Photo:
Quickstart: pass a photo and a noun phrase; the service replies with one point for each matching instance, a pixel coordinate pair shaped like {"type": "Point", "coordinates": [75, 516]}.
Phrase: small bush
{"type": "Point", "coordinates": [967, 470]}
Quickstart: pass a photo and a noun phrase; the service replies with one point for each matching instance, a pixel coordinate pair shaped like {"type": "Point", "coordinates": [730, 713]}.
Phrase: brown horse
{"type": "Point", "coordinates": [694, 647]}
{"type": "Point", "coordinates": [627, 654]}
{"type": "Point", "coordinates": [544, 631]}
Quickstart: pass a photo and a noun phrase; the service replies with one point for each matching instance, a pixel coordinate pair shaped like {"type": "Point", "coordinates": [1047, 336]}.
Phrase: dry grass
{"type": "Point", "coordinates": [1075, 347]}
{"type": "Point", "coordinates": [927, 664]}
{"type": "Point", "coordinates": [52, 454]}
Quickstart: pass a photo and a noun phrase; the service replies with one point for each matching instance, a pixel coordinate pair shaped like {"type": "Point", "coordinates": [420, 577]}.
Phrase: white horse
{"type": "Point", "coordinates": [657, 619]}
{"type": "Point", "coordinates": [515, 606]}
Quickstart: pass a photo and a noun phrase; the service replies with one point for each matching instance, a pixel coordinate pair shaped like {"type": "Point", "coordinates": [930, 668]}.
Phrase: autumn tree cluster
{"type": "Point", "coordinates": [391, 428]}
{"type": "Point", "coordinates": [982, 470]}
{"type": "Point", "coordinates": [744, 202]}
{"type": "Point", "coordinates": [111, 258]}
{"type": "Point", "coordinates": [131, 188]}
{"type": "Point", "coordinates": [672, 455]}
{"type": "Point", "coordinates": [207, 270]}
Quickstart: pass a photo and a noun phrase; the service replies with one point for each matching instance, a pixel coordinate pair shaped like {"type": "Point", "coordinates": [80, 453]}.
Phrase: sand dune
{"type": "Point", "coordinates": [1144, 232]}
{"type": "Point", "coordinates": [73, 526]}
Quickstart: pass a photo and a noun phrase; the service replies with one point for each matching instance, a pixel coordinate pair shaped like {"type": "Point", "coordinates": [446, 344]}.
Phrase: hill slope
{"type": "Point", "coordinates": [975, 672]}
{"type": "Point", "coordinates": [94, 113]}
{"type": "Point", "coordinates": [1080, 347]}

**Problem to solve:** The records above must be written out again exactly.

**Response to the exercise:**
Photo:
Quickstart: pass a photo and a noun phrase; the service replies with one point for each matching instance, a pixel coordinate pair shaped like {"type": "Point", "coordinates": [75, 516]}.
Phrase: small bush
{"type": "Point", "coordinates": [967, 470]}
Quickstart: pass a photo and a noun phrase; the service replies with one point for each matching instance, a pixel coordinate pair shaped like {"type": "Point", "coordinates": [730, 713]}.
Phrase: brown horse
{"type": "Point", "coordinates": [694, 647]}
{"type": "Point", "coordinates": [627, 654]}
{"type": "Point", "coordinates": [544, 631]}
Quickstart: pass a photo and a noun phrase; the service replies with one point for each matching instance, a pixel coordinate pair shaped like {"type": "Point", "coordinates": [1047, 336]}.
Phrase: dry grass
{"type": "Point", "coordinates": [1075, 347]}
{"type": "Point", "coordinates": [927, 664]}
{"type": "Point", "coordinates": [52, 454]}
Quickstart: pass a photo and a noun phrase; the service replies with one point for each matching instance, a pixel coordinate pair shaped like {"type": "Point", "coordinates": [420, 577]}.
Phrase: white horse
{"type": "Point", "coordinates": [657, 619]}
{"type": "Point", "coordinates": [515, 606]}
Quickstart: pass a photo and a noun phrase; the service replies with one point for each matching instance, a pixel coordinate pair shaped like {"type": "Point", "coordinates": [930, 668]}.
Phrase: autumn tree cluster
{"type": "Point", "coordinates": [391, 428]}
{"type": "Point", "coordinates": [982, 470]}
{"type": "Point", "coordinates": [744, 202]}
{"type": "Point", "coordinates": [111, 258]}
{"type": "Point", "coordinates": [131, 188]}
{"type": "Point", "coordinates": [672, 455]}
{"type": "Point", "coordinates": [207, 270]}
Quickstart: pass a photo and a noun phrase; the service replies with one point for each matching instance, a pixel coordinate pair shaped like {"type": "Point", "coordinates": [80, 453]}.
Phrase: sand dune
{"type": "Point", "coordinates": [1144, 232]}
{"type": "Point", "coordinates": [73, 526]}
Quickstart: pass a photo and a noun phrase; the service replies with one point for each matching instance, a pixel coordinate pair shaped like {"type": "Point", "coordinates": [446, 344]}.
Phrase: hill slope
{"type": "Point", "coordinates": [975, 672]}
{"type": "Point", "coordinates": [94, 113]}
{"type": "Point", "coordinates": [1080, 347]}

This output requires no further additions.